• _Exercise task 1_:
Rewrite the rows from the line containing "# test: locate points for every instance of the person" through the end of the rows, replacing "locate points" with "give coordinates" and leaving everything else unchanged.

• _Text shown_:
-=-=-=-=-

In short, the idea that thousands of passengers a day will ride a slow train to the Berkshires via Danbury seems a little far-fetched to say the least; the train trip from Grand Central to Wassaic is about 2:15-2:30, and it’s another 45 minutes by car to Sheffield, 50 to Great Barrington, an hour to Stockbridge or Lee, 1:10 to Lenox, or 1:20 to Pittsfield, yielding trip times in the 3:15 range for the southern Berkshires and around 4 hours for Pittsfield. Driving all the way is faster, of course, depending on traffic around NYC itself. Restored Berkshire Division service seems unlikely to be able to match these times.

Luckily for advocates of smart infrastructure spending, it’s very clear that plans for through passenger service depend entirely on Connecticut’s willingness to spend money on its section of the line. That seems quite unlikely given the very few passengers who would be served; why should Connecticut spend money just to benefit NYC-Berkshires weekend commuters? In the meantime, Massachusetts paid relatively little for its section of the Berkshire Line, so waiting to see what happens with Connecticut’s portion doesn’t seem like such a raw deal. Advocates of NYC-Berkshires rail service, though, are probably left wanting more.

-=-=-=-=-

• _Dataset content_:
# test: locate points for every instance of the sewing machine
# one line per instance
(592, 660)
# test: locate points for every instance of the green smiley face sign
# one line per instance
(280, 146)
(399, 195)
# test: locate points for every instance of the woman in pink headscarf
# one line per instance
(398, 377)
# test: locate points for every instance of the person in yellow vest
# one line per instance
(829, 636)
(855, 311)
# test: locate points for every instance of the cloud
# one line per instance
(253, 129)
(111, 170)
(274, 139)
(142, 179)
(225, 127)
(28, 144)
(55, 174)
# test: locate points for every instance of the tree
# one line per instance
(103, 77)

-=-=-=-=-

• _Exercise task 2_:
Copy the passage on Berkshire rail service word for word, from "Luckily for advocates" up to and including "left wanting more.".

• _Expected output 1_:
# test: give coordinates for every instance of the person in yellow vest
# one line per instance
(829, 636)
(855, 311)
# test: give coordinates for every instance of the cloud
# one line per instance
(253, 129)
(111, 170)
(274, 139)
(142, 179)
(225, 127)
(28, 144)
(55, 174)
# test: give coordinates for every instance of the tree
# one line per instance
(103, 77)

• _Expected output 2_:
Luckily for advocates of smart infrastructure spending, it’s very clear that plans for through passenger service depend entirely on Connecticut’s willingness to spend money on its section of the line. That seems quite unlikely given the very few passengers who would be served; why should Connecticut spend money just to benefit NYC-Berkshires weekend commuters? In the meantime, Massachusetts paid relatively little for its section of the Berkshire Line, so waiting to see what happens with Connecticut’s portion doesn’t seem like such a raw deal. Advocates of NYC-Berkshires rail service, though, are probably left wanting more.